*** Begin section ***

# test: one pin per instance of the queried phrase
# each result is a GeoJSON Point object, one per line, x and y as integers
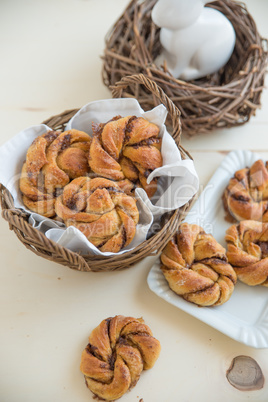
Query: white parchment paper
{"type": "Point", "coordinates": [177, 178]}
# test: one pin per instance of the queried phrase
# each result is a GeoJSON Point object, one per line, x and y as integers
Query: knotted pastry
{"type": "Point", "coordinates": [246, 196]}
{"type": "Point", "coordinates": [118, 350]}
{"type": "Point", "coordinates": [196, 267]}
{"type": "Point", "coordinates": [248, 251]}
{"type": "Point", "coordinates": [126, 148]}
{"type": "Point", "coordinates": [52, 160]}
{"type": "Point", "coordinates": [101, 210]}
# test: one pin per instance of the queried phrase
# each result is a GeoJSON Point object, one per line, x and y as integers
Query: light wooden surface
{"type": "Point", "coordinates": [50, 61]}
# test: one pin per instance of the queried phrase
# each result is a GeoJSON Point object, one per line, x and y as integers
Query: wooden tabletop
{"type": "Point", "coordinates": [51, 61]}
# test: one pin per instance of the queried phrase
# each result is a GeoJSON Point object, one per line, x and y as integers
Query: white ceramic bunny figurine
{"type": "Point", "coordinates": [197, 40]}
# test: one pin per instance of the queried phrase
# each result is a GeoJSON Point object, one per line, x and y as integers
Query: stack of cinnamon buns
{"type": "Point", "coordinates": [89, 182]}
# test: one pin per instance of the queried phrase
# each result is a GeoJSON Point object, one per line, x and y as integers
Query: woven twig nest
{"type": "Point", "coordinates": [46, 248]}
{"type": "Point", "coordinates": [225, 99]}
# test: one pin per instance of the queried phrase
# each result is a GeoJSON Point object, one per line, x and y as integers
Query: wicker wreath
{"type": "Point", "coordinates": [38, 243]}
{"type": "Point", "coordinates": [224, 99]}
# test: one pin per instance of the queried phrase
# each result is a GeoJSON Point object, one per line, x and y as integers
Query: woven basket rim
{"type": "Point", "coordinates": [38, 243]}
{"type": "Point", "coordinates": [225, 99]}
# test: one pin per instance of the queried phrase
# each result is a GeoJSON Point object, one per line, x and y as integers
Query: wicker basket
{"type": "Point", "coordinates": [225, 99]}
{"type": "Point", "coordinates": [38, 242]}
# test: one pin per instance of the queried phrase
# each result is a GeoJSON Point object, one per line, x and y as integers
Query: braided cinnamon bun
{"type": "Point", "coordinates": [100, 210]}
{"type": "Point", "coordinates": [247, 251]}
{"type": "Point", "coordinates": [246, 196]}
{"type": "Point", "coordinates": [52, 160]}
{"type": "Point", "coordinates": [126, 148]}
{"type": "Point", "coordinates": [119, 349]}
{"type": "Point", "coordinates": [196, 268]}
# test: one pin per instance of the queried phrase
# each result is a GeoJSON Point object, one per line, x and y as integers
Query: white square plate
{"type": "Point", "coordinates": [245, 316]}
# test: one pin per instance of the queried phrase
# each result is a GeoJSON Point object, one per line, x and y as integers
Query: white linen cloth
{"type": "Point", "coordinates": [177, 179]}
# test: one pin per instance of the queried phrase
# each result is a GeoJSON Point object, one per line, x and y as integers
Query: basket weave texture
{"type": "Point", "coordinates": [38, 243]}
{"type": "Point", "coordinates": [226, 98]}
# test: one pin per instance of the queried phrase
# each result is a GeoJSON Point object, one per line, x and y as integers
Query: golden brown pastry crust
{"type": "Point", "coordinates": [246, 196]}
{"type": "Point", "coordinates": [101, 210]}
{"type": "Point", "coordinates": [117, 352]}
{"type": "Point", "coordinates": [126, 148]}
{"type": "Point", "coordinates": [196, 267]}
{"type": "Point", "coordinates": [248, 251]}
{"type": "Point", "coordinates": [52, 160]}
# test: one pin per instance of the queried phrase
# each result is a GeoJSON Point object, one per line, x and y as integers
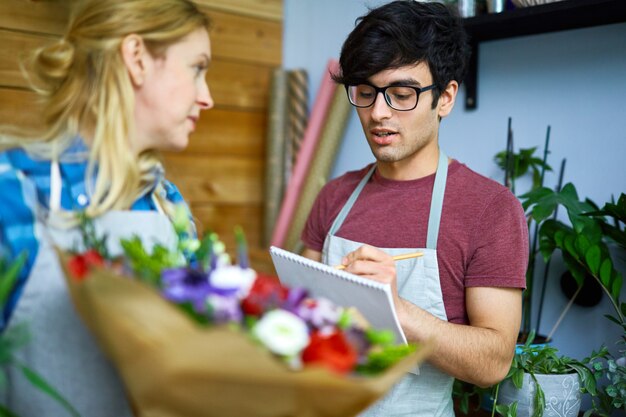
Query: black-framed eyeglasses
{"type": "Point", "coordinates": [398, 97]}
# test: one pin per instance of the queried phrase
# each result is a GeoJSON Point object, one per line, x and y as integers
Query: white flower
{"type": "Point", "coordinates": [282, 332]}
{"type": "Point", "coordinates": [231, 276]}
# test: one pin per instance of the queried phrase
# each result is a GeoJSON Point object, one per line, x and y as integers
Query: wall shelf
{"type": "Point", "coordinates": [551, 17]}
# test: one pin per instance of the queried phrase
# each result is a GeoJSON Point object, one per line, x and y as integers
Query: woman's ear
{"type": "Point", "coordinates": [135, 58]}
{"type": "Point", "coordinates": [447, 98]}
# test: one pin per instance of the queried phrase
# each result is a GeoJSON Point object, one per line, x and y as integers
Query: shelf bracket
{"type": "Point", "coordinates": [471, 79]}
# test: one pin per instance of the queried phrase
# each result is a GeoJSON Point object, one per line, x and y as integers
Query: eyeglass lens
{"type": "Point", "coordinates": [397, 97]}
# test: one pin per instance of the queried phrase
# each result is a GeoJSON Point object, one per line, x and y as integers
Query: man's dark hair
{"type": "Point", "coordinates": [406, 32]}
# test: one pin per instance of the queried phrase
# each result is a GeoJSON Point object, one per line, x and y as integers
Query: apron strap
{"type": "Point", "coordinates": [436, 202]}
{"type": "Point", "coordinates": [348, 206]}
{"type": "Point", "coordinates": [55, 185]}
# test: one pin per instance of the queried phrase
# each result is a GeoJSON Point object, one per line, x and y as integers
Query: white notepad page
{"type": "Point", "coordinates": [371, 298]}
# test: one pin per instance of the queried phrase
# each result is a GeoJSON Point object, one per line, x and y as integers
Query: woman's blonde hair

*** End section ***

The pictures stay out; please reproduce everything else in the entries exactly.

# test: one pin per instance of the queried phrase
# each result is a GeoJSON Point object, one per line, x and y as integers
Query: white parchment paper
{"type": "Point", "coordinates": [177, 178]}
# test: one pin per instance of the queried phrase
# each result is a GeoJSON Point object, one per line, x and y as integers
Query: knotted pastry
{"type": "Point", "coordinates": [246, 196]}
{"type": "Point", "coordinates": [118, 350]}
{"type": "Point", "coordinates": [196, 267]}
{"type": "Point", "coordinates": [248, 251]}
{"type": "Point", "coordinates": [126, 148]}
{"type": "Point", "coordinates": [52, 160]}
{"type": "Point", "coordinates": [101, 210]}
# test: one pin per instance of the queried phrase
# each result is a GeoJSON Point object, one per line, x and y as integers
Query: light wooden surface
{"type": "Point", "coordinates": [50, 61]}
# test: one pin per instance of the queried phrase
# each result is a GeoJSON Point object, one per line, x and y as integers
Query: wooden tabletop
{"type": "Point", "coordinates": [51, 61]}
# test: one pin per instance of the queried phrase
# each result is a GeoJSON Point object, one per line, x and y as integers
Query: white ceramic bunny figurine
{"type": "Point", "coordinates": [197, 40]}
# test: one pin per instance of the queried phrase
# each result is a GeoJSON Point object, one per line, x and y as integers
Query: stack of cinnamon buns
{"type": "Point", "coordinates": [89, 182]}
# test: one pin per instance of the queried phrase
# each result is a GeoJSON Point object, one per line, x and y as integers
Query: woven twig nest
{"type": "Point", "coordinates": [46, 248]}
{"type": "Point", "coordinates": [225, 99]}
# test: one pin per instance of the queried phrase
# each result is a GeoJSON Point object, one per line, x and y as integers
Query: wicker wreath
{"type": "Point", "coordinates": [38, 243]}
{"type": "Point", "coordinates": [224, 99]}
# test: one pin per instance of the queried phrase
# each result is a GeoJSON Point object, one per line, x and y as integers
Query: woven basket rim
{"type": "Point", "coordinates": [38, 243]}
{"type": "Point", "coordinates": [225, 99]}
# test: one pin per instance of the queried phrase
# each result is a GeoJSON Point object, one per line, x and y as integers
Query: wicker basket
{"type": "Point", "coordinates": [225, 99]}
{"type": "Point", "coordinates": [38, 242]}
# test: one pin per instance of the queried phrase
# each result is a GeoJSON Point object, one per line, x and y as integers
Query: braided cinnamon bun
{"type": "Point", "coordinates": [100, 210]}
{"type": "Point", "coordinates": [247, 251]}
{"type": "Point", "coordinates": [246, 196]}
{"type": "Point", "coordinates": [52, 160]}
{"type": "Point", "coordinates": [126, 148]}
{"type": "Point", "coordinates": [119, 349]}
{"type": "Point", "coordinates": [196, 268]}
# test: one pin per instance of the queried phrase
# each result is a GeoJSON Point object, one per line, x and y as integers
Query: white square plate
{"type": "Point", "coordinates": [245, 316]}
# test: one pin per instance of the queried phrase
# each result is a GeoJSON Point object, one per line, x and y as integers
Query: white linen cloth
{"type": "Point", "coordinates": [177, 179]}
# test: one pin per instance of the queried phrase
# each result is a GeoJSON Point object, one per line, x and y as integers
Query: basket weave texture
{"type": "Point", "coordinates": [38, 243]}
{"type": "Point", "coordinates": [226, 98]}
# test: one pin per instance of the queried phrase
# each result is a GeoJSON Point object, one per line, x and y as integers
Query: golden brown pastry crust
{"type": "Point", "coordinates": [246, 196]}
{"type": "Point", "coordinates": [101, 210]}
{"type": "Point", "coordinates": [117, 352]}
{"type": "Point", "coordinates": [126, 148]}
{"type": "Point", "coordinates": [196, 267]}
{"type": "Point", "coordinates": [248, 251]}
{"type": "Point", "coordinates": [52, 160]}
# test: one pin per instance of the queried phrase
# each result is a GeoJSON Point object, one per line, x and y as integers
Query: black-framed eyeglasses
{"type": "Point", "coordinates": [398, 97]}
# test: one pin per instance of the queried phrase
# each result is a GeoJSON Point object, one per line, x and y as integers
Query: white flower
{"type": "Point", "coordinates": [282, 332]}
{"type": "Point", "coordinates": [231, 276]}
# test: one pin per instance of the queried phrase
# each result is a GeoJSON Point object, one per line, x and y as integers
Query: wall shelf
{"type": "Point", "coordinates": [551, 17]}
# test: one pin per instance of the queried phrase
# each result is a GeoJSON Point object, one per line, x and y as integers
Query: woman's ear
{"type": "Point", "coordinates": [135, 58]}
{"type": "Point", "coordinates": [447, 98]}
# test: one pin per instance of the queried phrase
# each result is a GeoJSON Point object, one per line, x and y as integers
Query: shelf bracket
{"type": "Point", "coordinates": [471, 79]}
# test: one pin per instance of the queried phrase
# each result is a GeoJSON Point object, one per line, x and y as integers
Query: eyeglass lens
{"type": "Point", "coordinates": [397, 97]}
# test: one pin per instance of the queried phrase
# each result is a GeoJSON Point object, one per line, x and y as integers
Query: man's dark hair
{"type": "Point", "coordinates": [406, 32]}
# test: one pin per instance of the queried phrase
# each result is a GeoJSON Point object, one per line, x and y as integers
Query: apron strap
{"type": "Point", "coordinates": [436, 202]}
{"type": "Point", "coordinates": [348, 206]}
{"type": "Point", "coordinates": [55, 185]}
# test: one pin per instance of the queried phrase
# each result is a GeoJSON Point object, one per line, x and y as integers
Query: white notepad page
{"type": "Point", "coordinates": [371, 298]}
# test: one pin per instance of the queried phrase
# each result is a GeoJSON Point object, one per line, x and y as integers
Query: woman's blonde hair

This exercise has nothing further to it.